» Exercise: The word "roof" occurs in some lines of the data. Return each such line.

*** Data for processing Section Begins ***

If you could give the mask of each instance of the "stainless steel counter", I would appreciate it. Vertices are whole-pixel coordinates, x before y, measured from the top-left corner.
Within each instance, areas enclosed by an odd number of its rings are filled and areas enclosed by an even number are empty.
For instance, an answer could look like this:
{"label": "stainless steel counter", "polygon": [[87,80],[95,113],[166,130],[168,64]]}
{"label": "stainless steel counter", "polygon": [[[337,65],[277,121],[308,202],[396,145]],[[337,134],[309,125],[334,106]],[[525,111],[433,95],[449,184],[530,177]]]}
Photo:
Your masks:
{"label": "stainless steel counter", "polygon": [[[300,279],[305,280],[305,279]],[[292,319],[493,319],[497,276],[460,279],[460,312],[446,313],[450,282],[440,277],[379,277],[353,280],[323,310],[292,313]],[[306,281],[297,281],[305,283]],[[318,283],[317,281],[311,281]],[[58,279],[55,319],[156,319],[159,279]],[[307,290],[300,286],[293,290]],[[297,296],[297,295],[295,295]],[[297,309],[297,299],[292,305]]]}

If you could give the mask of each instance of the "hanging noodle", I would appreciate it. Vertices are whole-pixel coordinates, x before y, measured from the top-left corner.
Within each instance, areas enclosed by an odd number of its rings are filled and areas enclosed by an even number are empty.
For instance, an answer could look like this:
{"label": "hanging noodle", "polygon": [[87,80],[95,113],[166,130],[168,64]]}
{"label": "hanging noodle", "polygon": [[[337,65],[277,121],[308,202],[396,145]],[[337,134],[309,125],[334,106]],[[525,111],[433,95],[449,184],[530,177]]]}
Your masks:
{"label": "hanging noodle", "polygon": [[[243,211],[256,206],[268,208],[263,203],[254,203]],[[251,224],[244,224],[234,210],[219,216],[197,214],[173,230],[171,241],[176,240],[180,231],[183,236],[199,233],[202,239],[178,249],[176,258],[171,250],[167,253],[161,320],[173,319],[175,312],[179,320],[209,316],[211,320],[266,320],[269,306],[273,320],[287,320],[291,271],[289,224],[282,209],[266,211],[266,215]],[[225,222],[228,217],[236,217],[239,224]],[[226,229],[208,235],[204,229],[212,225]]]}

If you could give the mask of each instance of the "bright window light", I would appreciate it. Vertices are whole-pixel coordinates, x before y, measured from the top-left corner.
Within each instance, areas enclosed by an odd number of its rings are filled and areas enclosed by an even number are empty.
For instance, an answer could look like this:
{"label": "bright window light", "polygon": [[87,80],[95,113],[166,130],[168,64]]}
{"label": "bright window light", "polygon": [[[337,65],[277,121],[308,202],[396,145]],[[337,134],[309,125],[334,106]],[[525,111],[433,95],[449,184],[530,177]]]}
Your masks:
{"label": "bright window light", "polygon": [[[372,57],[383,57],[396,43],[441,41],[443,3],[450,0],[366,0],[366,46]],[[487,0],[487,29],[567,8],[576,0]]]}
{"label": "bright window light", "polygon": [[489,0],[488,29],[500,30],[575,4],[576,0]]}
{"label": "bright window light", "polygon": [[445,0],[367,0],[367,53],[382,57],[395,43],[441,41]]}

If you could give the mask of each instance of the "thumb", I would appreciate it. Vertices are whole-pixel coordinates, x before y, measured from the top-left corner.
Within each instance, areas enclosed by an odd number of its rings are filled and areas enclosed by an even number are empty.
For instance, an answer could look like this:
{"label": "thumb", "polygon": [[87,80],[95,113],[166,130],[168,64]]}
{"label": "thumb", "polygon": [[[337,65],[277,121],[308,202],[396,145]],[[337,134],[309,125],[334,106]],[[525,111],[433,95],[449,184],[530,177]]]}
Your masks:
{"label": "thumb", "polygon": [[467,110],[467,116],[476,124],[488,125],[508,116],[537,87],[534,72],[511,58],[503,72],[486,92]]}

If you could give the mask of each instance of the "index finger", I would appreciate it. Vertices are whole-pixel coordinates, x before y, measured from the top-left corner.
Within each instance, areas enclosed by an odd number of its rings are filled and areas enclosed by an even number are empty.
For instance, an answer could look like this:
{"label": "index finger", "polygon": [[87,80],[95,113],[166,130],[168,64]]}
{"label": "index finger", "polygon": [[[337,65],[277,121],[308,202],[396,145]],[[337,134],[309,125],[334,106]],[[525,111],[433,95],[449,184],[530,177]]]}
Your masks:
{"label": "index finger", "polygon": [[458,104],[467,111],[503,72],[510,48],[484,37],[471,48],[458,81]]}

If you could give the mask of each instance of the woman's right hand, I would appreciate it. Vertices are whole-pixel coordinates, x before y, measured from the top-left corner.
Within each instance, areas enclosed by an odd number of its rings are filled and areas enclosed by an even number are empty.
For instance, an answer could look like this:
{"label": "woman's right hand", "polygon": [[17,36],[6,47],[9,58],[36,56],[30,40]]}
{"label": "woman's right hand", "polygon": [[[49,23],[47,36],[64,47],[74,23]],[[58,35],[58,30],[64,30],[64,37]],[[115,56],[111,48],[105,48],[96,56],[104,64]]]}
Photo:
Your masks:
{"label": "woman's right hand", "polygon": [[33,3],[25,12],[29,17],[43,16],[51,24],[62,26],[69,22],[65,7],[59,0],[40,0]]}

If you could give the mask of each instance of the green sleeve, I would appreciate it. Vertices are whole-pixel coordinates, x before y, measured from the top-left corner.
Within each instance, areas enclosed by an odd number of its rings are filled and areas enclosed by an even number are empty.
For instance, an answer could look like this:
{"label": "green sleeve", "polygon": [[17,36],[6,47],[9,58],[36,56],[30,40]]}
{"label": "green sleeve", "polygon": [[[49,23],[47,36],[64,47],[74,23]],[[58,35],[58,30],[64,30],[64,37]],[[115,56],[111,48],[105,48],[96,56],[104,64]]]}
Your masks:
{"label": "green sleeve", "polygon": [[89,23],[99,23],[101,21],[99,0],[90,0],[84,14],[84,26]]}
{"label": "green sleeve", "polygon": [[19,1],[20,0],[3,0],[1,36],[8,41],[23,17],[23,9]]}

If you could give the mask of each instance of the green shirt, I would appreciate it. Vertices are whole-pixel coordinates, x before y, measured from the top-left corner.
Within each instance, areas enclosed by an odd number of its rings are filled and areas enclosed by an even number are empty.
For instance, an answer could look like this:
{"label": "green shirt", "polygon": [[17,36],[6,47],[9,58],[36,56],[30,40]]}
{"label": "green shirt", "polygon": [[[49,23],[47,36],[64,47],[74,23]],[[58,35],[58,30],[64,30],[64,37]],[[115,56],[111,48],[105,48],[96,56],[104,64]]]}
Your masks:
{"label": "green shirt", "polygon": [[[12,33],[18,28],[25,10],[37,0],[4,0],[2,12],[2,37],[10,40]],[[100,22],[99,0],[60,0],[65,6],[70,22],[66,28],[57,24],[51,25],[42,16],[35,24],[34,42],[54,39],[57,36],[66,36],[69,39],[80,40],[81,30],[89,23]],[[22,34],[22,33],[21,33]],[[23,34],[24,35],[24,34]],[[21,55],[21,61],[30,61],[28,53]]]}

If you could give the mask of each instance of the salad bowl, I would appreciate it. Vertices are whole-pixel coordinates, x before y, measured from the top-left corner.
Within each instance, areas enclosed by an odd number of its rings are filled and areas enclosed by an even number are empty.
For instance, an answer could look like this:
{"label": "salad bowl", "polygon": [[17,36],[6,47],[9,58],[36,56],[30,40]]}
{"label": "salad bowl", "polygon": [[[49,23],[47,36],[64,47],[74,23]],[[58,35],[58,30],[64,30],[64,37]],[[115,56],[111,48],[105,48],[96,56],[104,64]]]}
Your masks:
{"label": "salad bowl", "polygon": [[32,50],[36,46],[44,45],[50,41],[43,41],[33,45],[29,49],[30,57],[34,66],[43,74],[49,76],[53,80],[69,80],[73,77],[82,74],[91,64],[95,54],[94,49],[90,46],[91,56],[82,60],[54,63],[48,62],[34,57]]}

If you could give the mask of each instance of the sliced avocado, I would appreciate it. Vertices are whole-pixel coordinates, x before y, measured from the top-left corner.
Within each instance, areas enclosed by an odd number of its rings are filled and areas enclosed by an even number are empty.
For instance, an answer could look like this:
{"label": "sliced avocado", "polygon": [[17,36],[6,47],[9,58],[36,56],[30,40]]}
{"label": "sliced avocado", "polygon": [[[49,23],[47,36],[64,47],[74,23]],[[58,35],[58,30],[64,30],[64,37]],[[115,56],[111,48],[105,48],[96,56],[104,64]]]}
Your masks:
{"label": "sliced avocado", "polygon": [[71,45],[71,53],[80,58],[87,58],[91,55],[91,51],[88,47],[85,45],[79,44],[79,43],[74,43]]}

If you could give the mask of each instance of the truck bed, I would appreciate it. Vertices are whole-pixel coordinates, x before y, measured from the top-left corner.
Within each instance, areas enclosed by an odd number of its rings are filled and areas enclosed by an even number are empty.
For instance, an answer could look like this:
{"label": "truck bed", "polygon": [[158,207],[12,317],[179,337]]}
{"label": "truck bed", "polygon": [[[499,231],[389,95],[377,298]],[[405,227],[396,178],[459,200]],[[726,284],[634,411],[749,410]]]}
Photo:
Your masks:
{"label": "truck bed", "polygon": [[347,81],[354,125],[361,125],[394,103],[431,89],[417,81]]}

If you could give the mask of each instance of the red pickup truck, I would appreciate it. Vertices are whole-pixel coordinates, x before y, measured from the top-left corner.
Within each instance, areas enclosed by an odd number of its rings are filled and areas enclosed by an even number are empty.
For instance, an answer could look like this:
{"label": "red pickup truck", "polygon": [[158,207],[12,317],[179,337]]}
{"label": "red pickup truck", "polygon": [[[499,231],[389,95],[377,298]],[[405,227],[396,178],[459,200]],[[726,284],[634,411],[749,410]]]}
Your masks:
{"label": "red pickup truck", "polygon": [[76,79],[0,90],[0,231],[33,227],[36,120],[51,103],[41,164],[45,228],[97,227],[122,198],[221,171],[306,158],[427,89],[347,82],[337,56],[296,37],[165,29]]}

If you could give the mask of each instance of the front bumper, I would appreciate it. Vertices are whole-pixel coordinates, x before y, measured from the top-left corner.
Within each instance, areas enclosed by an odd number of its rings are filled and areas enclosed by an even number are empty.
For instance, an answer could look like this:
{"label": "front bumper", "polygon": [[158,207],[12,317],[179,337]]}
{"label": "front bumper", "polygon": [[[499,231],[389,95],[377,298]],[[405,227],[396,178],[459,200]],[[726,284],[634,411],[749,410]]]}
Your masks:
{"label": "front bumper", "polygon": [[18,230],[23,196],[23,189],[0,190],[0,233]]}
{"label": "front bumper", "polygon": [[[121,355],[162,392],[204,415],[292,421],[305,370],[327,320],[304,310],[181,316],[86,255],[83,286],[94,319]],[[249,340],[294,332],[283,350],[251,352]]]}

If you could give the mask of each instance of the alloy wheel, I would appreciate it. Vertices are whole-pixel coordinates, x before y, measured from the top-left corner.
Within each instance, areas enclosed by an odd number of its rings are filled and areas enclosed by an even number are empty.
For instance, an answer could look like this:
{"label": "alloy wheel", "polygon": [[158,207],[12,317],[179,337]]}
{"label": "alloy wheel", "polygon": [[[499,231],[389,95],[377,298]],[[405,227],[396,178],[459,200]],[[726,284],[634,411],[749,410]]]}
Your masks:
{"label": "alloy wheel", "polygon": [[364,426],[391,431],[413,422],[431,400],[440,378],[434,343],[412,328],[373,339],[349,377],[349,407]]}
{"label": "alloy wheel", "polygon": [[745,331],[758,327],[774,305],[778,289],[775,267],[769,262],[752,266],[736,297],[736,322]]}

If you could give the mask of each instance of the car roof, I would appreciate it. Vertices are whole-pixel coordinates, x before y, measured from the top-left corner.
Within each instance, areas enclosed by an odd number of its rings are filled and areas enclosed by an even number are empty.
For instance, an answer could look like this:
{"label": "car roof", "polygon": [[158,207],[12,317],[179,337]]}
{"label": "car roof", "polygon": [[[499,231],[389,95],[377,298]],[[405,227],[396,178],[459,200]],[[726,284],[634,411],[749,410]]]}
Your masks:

*** Data for processing Section Ends ***

» Answer for this exercise:
If you could give the mask of each instance of the car roof, I would appreciate it. Vertices are whole-pixel coordinates, x before y, measured from the top-left corner.
{"label": "car roof", "polygon": [[158,207],[12,317],[179,337]]}
{"label": "car roof", "polygon": [[[499,231],[389,95],[377,298]],[[405,227],[396,178],[459,200]],[[726,284],[634,411],[749,410]]]}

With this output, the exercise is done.